QUOTED PASSAGE:
- - - - - - -

Updated February 2024
Evergreen created the original EPA Report Card in October 2022, analyzing EPA’s progress on 10 key climate and air quality regulations for the power sector. At that time, EPA was noticeably falling behind on eight of these critical rules, all of which are instrumental in cutting pollution harming frontline communities and exacerbating the climate crisis. Since then, the report card has been updated in January 2023, March 2023, July 2023, and February 2024.
This latest version welcomes EPA’s progress in finalizing a strong soot standard, which will protect thousands of people from dangerous pollution. However, the administration still has urgent work ahead, as five of these rules are at risk of not being finalized within President Biden’s first term—including rules for power plant carbon pollution, mercury, toxic water pollution, and coal ash.
Most urgently, EPA must quickly strengthen and finalize its proposal to regulate carbon pollution from new and existing power plants before April of this year. Otherwise, the rules are at risk of being permanently overturned by the Congressional Review Act. We’re down to the wire, and EPA has no time to waste.
A year ago, Environmental Protection Agency (EPA) Administrator Michael Regan spoke at CERAWeek, an energy industry conference in Houston, Texas, where he unveiled a multi-pollutant power plant regulatory strategy—something Evergreen, NRDC, and other environmental groups have long been calling for.
This week marked the start of CERAWeek 2023—where Administrator Regan will once again be speaking. But a year in, there is much more we need to do to clean up pollution in the power sector during President Biden’s first term.
An analysis by Evergreen Action in January 2023 showed that EPA is falling behind on eight key climate change and air quality regulations for the power sector, with only two rules on track. To mark the anniversary of Regan’s announcement at CERAweek in 2022, Evergreen updated this analysis.
These delays mean there is now a huge amount of urgency to get strong rules proposed and finalized before the end of Biden’s first term—and with enough of a buffer to protect them from any Congressional Review Act threat.
As of today, EPA has an ambitious schedule to move eight rules in the next three months, seven of which you can help shape. In order to get the job done, EPA must stick to their schedule. And the agency must set the strongest rules possible.

- - - - - - -

GIVEN ENTRIES:

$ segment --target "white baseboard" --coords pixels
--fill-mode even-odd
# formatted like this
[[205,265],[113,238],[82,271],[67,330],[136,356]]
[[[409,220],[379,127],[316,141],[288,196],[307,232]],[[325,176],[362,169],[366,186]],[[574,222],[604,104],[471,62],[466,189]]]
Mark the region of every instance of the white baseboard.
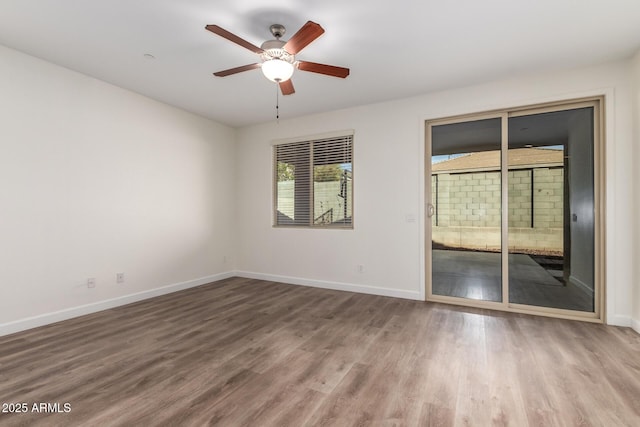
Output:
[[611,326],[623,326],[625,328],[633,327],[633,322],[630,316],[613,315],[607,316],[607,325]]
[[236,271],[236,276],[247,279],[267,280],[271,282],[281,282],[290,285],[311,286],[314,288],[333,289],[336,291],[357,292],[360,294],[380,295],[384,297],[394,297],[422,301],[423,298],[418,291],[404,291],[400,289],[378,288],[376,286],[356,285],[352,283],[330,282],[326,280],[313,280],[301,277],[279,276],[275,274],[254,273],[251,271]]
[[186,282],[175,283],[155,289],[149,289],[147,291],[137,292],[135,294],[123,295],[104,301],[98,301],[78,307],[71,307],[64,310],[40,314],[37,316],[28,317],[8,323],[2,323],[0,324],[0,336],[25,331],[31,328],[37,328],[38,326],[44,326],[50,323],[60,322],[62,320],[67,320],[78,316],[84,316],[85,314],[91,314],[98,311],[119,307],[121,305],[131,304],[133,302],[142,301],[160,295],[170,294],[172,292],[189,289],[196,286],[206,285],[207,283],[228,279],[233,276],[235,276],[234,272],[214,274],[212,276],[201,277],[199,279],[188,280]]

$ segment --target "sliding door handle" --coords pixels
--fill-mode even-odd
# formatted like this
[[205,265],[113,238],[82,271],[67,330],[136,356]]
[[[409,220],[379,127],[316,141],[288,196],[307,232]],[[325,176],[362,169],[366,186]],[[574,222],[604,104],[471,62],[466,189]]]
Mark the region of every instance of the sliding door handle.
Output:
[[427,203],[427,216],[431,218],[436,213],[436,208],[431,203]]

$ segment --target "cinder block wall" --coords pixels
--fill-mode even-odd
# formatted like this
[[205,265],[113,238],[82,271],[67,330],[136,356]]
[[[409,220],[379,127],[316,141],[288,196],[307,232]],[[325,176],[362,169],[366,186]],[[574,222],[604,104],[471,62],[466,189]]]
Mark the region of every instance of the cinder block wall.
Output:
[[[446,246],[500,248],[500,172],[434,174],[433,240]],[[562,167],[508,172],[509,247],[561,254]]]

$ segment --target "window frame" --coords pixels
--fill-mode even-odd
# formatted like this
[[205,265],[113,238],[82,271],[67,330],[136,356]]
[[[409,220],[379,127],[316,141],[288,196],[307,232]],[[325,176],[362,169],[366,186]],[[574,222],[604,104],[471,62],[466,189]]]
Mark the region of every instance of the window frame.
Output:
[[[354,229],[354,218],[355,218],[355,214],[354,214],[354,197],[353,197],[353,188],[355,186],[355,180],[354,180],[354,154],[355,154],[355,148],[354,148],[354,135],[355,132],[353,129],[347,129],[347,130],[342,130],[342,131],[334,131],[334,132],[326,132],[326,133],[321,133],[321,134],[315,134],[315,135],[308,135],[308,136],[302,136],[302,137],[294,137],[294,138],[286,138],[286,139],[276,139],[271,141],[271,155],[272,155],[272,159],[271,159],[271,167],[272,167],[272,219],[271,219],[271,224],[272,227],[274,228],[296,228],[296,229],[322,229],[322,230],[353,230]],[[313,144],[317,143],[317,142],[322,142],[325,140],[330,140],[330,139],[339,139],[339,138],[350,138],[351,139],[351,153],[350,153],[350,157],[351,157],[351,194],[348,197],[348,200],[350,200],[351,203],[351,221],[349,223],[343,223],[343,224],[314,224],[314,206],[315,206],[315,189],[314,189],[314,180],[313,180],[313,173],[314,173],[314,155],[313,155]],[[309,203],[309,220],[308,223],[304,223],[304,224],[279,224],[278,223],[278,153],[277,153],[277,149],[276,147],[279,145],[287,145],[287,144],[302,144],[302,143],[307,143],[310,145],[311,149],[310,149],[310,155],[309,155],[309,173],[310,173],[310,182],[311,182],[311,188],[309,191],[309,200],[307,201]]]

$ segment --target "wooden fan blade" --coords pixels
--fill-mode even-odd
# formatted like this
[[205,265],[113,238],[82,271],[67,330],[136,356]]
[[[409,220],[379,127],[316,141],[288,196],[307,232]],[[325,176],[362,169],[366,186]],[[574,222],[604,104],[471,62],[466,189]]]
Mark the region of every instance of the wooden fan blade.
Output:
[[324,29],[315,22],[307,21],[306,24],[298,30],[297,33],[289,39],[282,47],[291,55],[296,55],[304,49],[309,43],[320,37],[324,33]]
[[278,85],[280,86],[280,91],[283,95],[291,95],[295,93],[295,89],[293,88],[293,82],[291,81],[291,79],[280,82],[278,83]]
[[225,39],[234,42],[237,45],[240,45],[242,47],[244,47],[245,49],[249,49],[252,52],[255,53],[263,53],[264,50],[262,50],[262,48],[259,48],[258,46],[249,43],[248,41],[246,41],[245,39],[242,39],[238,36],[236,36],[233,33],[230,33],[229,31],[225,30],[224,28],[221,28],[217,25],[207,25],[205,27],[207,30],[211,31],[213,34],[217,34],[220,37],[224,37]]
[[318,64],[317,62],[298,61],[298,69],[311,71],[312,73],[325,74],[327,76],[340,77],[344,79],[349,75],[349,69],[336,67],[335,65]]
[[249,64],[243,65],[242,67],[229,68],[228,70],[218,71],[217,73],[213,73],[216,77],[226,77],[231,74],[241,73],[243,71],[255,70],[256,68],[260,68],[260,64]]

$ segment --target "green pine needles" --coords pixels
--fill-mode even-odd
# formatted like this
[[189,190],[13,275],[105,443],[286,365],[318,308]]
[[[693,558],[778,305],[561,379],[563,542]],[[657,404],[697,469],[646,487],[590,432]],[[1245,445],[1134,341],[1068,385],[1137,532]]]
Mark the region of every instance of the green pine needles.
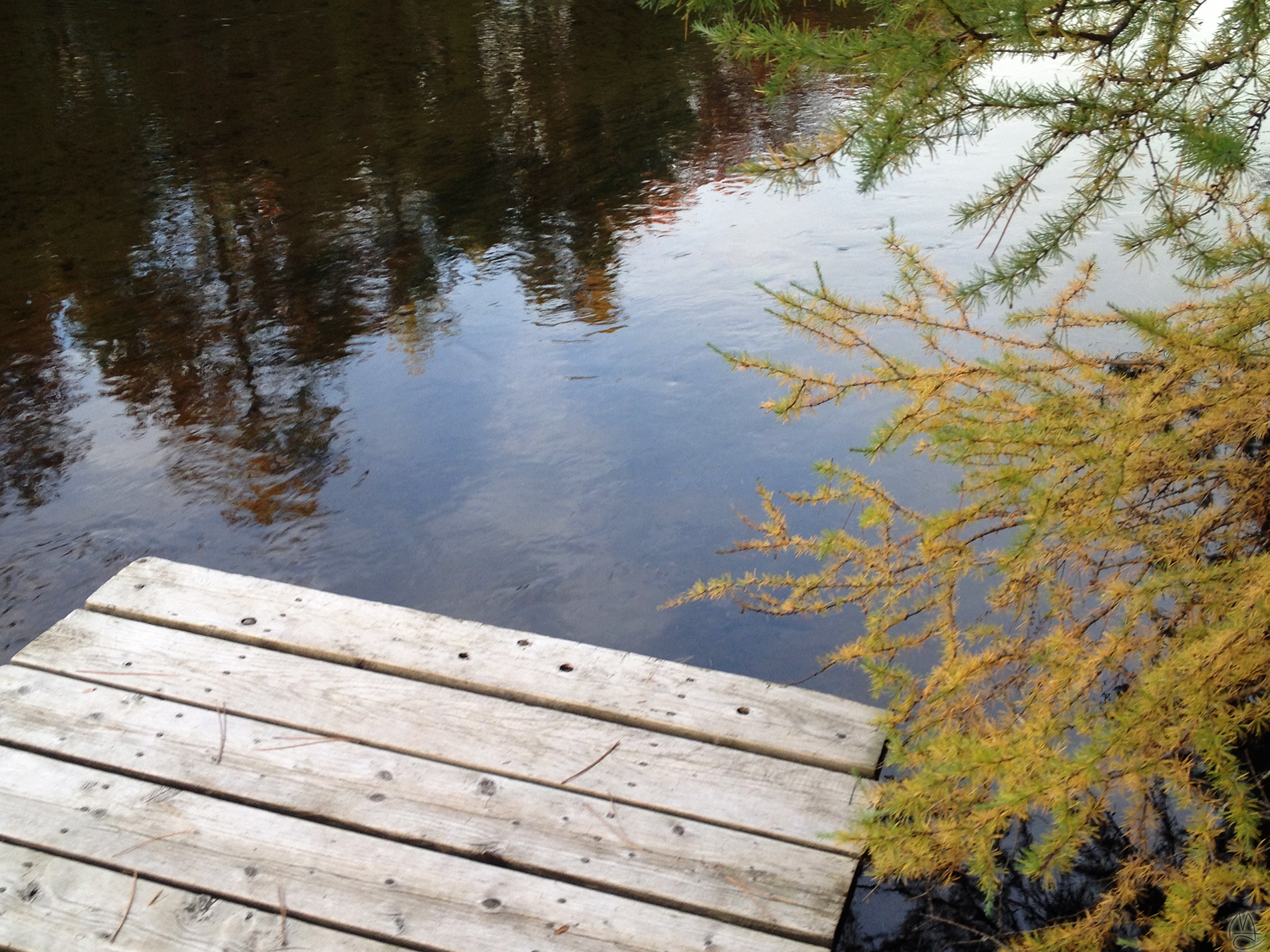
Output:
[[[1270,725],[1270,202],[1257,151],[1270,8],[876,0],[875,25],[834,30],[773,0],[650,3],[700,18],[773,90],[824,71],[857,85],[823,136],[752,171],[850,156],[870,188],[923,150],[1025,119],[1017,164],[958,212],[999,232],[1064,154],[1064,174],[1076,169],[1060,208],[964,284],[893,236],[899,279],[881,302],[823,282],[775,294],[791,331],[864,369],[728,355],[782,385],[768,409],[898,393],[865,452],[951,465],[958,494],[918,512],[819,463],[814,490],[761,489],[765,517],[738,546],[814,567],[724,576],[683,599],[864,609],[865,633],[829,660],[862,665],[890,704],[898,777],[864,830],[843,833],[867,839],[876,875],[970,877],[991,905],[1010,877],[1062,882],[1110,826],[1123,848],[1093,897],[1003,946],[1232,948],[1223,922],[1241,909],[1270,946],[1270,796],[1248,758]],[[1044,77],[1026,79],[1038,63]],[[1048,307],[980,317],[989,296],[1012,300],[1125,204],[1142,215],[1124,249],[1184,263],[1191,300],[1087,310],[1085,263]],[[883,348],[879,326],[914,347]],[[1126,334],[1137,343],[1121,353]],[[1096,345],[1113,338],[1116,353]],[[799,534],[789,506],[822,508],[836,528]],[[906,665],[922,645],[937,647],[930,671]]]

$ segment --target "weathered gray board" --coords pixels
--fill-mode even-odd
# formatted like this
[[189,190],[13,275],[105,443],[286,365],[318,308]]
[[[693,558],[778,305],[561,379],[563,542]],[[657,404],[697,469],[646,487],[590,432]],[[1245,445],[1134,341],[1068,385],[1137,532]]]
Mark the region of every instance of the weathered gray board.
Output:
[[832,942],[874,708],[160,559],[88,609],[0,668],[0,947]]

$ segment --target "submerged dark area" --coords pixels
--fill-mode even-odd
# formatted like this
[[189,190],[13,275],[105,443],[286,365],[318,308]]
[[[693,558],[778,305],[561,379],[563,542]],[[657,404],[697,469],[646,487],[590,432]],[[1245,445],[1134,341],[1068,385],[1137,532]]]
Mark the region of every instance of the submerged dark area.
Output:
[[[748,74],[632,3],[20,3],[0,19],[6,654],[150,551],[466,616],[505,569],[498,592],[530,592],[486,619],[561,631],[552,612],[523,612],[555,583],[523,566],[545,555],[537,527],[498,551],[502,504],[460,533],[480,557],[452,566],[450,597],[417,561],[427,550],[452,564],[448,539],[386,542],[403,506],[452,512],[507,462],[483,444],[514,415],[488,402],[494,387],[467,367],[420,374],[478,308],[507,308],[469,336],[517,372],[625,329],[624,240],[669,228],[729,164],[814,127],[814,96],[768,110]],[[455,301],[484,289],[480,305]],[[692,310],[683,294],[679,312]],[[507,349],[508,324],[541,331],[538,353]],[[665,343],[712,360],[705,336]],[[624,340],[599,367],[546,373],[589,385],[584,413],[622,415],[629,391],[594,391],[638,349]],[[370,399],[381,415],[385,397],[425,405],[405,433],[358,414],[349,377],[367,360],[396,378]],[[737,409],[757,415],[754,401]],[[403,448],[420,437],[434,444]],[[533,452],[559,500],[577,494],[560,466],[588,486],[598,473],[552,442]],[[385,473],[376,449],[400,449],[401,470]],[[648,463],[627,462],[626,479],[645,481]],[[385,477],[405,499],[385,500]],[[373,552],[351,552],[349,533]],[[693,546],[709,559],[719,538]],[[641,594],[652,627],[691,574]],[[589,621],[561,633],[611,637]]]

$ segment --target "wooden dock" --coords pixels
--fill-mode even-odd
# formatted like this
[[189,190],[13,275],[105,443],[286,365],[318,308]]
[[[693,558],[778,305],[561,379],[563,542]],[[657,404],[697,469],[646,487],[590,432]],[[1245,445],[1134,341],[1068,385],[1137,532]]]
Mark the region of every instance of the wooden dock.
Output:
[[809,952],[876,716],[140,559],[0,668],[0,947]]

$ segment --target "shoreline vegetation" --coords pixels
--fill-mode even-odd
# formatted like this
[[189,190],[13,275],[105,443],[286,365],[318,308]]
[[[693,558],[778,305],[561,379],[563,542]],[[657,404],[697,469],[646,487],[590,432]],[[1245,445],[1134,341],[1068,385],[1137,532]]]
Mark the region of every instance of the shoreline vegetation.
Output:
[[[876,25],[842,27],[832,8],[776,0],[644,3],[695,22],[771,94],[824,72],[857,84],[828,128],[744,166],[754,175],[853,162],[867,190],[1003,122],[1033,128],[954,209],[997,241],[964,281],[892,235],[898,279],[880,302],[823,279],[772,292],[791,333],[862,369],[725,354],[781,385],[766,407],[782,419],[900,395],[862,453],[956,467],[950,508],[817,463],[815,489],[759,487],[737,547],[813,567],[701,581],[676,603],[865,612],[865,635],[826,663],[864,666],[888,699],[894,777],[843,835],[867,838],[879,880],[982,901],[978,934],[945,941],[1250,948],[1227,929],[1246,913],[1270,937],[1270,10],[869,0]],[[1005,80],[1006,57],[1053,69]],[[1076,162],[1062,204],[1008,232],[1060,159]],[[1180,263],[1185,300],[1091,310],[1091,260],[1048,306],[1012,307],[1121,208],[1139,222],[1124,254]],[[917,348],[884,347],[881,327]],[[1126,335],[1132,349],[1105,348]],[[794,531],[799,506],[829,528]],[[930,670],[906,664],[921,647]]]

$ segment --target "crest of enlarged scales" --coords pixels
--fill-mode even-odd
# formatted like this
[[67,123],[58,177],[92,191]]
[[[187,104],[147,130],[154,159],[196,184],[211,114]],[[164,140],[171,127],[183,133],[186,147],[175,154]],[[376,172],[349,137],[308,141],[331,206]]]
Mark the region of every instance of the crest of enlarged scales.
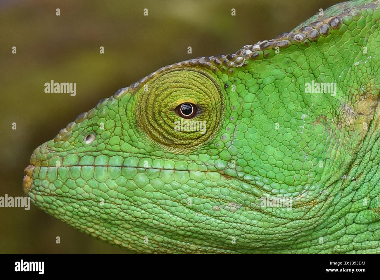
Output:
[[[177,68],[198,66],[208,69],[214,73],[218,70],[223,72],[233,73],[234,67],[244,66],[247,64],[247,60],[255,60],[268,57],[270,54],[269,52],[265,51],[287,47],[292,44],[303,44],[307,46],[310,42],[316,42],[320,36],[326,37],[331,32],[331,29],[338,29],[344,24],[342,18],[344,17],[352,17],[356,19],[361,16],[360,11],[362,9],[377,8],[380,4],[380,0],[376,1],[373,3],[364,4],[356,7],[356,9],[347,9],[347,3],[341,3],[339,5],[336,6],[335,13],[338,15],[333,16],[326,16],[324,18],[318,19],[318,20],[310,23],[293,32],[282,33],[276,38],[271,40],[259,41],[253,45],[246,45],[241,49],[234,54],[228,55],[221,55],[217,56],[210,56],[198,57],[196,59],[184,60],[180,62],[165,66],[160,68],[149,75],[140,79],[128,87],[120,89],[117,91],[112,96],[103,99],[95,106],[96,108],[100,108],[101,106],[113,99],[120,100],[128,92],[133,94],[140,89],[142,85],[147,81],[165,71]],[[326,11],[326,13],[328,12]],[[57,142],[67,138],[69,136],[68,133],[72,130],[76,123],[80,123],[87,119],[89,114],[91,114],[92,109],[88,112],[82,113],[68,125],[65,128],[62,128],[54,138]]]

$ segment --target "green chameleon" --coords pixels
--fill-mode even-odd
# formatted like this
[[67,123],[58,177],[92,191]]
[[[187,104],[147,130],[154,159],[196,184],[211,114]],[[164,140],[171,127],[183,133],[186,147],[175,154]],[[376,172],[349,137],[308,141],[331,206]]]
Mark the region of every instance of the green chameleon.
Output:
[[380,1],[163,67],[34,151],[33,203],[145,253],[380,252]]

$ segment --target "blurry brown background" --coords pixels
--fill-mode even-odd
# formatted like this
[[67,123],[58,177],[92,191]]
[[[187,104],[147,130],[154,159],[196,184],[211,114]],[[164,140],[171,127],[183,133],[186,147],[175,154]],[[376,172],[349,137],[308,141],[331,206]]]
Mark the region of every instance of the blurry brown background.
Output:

- - - - - - -

EXERCISE INSTRUCTIONS:
For the text on EPA's power-sector rules above, decide whether each statement agrees with it, answering yes or no and quoting the words of the text that settle the matter. (a) The original EPA Report Card was created in October 2022. (b) The latest version lists six rules at risk of not being finalized within President Biden's first term. (c) Administrator Regan unveiled a multi-pollutant power plant regulatory strategy at a conference in Houston.

FINISHED EXERCISE:
(a) Yes: "Evergreen created the original EPA Report Card in October 2022"
(b) No: "five of these rules are at risk of not being finalized within President Biden’s first term"
(c) Yes: "spoke at CERAWeek, an energy industry conference in Houston, Texas, where he unveiled a multi-pollutant power plant regulatory strategy"